Chin J Plan Ecolo ›› 2008, Vol. 32 ›› Issue (1): 143-151.doi: 10.3773/j.issn.1005-264x.2008.01.016

• Research Articles • Previous Articles     Next Articles

GENETIC DIFFERENTIATION OF QUANTITATIVE TRAITS AND LOCAL ADAPTABILITY OF REMNANT POPULATIONS OF ISOETES SINENSIS AND IMPLICATIONS FOR CONSERVATION AND GENETIC REINFORCEMENT

YANG Wei; YE Qi-Gang; LI Zuo-Zhou; HUANG Hong-Wen*   

  1. Wuhan Botanical Garden, Chinese Academy of Sciences, Wuhan 430074, China
  • Online:2008-01-30 Published:2008-01-30
  • Contact: HUANG Hong-Wen

Abstract: Aims Isoetes sinensis (Isoeteaceae) is a critically endangered aquatic fern ally in China. Understanding the genetic
differentiation of quantitative traits and local adaptation of the remnant populations should provide insight into the
adaptation of different populations to their local environment and useful information for formulating appropriate
conservation strategy. 
Methods The quantitative traits of nine isozyme multilocus genotypes from three remnant populations of I. sinensis were
investigated using nested analysis based on random block design in common-garden experiments. Population differentiation of
allozyme (FST) and quantitative traits (QST) were estimated using the Bayesian approach.

§ **Brief 1**: Translate this sentence from the Isoetes sinensis abstract into Spanish: "Isoetes sinensis (Isoeteaceae) is a critically endangered aquatic fern ally in China."
§ **Brief 2**: Continue the Isoetes sinensis abstract from its last sentence.

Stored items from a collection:

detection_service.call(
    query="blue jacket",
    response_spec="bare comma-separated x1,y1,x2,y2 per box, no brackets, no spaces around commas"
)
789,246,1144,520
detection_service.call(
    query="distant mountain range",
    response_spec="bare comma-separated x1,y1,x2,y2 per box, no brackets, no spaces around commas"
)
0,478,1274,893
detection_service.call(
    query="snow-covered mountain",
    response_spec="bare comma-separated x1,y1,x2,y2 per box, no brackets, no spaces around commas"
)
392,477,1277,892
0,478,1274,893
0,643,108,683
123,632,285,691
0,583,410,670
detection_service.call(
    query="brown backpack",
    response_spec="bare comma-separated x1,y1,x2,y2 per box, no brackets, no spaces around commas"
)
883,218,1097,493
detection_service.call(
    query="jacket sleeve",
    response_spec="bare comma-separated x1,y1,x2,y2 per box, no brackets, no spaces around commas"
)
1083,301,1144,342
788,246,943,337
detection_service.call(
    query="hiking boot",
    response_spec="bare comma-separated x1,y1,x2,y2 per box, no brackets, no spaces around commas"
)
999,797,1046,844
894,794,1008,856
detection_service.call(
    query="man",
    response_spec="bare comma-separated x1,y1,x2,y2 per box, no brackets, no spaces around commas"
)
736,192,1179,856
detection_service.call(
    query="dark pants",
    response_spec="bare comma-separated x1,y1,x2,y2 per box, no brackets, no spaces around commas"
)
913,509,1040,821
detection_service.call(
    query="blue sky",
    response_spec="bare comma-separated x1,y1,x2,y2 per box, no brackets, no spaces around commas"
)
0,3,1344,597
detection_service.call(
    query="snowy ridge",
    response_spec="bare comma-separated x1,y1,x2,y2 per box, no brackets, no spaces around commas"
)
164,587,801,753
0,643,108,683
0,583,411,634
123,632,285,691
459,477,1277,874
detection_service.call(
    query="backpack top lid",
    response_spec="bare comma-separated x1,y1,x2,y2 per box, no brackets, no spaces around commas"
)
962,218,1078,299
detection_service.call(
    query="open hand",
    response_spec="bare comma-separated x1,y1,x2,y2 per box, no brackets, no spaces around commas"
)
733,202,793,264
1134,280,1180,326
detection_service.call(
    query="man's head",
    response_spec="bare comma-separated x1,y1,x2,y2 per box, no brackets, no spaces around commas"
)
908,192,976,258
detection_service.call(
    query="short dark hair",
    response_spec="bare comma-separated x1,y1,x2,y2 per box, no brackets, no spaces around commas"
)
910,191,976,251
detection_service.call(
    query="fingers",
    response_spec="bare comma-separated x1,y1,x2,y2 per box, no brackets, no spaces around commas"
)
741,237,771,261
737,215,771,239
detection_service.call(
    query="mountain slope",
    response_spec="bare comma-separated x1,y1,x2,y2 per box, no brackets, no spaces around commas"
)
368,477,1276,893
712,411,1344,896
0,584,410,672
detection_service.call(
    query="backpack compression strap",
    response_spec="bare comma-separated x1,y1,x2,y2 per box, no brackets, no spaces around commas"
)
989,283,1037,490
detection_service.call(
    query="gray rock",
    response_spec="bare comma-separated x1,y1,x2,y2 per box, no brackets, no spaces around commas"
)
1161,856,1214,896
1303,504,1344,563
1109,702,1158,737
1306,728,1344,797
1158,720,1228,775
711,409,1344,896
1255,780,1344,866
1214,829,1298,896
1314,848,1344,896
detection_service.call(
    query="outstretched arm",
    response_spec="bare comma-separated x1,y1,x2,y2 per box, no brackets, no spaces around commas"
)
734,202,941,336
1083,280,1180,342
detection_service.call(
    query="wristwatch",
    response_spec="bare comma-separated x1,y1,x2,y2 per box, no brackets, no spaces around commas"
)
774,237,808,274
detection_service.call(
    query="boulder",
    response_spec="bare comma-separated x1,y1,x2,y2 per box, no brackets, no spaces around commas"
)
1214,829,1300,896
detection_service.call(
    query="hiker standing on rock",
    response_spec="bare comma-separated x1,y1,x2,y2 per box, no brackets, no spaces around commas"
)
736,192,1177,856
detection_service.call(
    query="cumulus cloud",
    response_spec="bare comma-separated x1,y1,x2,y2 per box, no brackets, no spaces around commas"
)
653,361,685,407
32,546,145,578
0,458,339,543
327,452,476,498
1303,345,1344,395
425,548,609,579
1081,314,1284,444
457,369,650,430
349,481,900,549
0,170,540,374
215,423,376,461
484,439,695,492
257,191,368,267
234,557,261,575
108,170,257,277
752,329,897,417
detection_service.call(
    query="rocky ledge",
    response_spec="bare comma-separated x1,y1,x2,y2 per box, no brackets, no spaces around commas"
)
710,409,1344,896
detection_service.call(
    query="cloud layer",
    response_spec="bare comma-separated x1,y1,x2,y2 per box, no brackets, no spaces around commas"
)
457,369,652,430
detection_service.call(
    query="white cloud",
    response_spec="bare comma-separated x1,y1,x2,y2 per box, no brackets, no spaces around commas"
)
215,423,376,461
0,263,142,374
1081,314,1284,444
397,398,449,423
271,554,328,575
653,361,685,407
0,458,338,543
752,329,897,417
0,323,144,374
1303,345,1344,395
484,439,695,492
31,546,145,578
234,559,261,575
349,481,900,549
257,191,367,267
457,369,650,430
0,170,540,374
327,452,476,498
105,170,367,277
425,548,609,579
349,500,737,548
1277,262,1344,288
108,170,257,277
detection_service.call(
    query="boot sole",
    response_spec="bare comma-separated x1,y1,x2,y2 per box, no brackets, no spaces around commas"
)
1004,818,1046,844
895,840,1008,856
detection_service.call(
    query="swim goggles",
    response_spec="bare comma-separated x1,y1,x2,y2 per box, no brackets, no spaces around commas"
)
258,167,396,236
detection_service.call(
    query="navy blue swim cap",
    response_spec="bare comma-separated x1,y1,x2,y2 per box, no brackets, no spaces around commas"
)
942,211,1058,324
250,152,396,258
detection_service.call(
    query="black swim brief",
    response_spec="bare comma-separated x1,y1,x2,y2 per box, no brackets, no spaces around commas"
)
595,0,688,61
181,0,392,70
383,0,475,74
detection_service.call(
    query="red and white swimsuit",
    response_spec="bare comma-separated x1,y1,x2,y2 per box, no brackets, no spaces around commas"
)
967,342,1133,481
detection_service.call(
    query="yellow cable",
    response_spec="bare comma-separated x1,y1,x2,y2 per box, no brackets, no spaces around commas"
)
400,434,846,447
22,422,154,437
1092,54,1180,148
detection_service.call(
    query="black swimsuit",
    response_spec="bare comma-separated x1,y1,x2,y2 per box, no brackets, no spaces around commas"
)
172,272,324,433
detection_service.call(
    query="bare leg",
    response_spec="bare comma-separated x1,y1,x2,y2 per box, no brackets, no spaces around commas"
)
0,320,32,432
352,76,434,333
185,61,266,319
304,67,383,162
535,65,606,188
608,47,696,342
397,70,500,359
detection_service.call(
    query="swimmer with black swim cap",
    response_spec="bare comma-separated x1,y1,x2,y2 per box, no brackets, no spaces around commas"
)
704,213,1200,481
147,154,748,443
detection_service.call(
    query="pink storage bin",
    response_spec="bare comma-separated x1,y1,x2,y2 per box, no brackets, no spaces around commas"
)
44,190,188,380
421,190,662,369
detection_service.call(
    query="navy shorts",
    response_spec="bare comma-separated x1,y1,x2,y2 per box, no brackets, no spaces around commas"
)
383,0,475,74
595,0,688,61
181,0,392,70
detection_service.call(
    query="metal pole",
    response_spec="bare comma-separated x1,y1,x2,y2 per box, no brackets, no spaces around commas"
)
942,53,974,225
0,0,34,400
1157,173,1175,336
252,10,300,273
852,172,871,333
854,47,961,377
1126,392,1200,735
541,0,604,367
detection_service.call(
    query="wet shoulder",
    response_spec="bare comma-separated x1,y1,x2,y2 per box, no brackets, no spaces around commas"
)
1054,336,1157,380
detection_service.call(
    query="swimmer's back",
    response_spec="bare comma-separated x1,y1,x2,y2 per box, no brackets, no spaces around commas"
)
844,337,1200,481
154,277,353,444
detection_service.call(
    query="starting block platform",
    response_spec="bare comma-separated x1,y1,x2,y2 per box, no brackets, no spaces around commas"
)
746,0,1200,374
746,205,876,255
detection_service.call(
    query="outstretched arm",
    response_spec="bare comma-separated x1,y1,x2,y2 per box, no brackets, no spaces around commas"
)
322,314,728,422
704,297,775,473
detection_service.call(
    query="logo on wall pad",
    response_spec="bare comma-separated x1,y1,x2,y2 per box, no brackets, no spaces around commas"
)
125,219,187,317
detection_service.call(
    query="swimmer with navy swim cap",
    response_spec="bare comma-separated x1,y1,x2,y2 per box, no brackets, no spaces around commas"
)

§ **Answer box 1**: Isoetes sinensis (Isoeteaceae) es una planta acuática afín a los helechos, en peligro crítico de extinción en China.

§ **Answer box 2**:
Important findings Of 14 quantitative traits examined, ten were found to be significantly different among populations and
three were significantly different within populations. Multiple comparison by Turkey tests indicated that the mean values of
five traits were the highest for the Songyang population and lowest for the Xiuning population, whereas the mean values of
the macrosporangium characteristics and plant height were highest for the Jiande population and lowest for the Xiuning
population. This result probably reflected different scenarios of founder effect, habitat competition ability and trade-off
between vegetative and reproductive growth. Local adaptation was evaluated as a difference of QST vs. FST value, and eight
important reproductive fitness traits were found to be significant (QST>FST, p≤0.05 ) under the selfing assumption,
suggesting local adaptability in the remnant populations. It is more likely that there is a potential risk of outbreeding
depression if genetic enhancement is implemented by translocation of individuals from different populations. Therefore,
translocation among these remnant populations is not recommended. Instead, we recommend increasing gene flow within each
population and improving habitat management by reducing competition with companion species in in situ conservation for
Xiuning and Songyang populations. In the case of Jiande population, minimizing human disturbance should be considered as a
top priority and an in situ conservation plot should be designated for the population.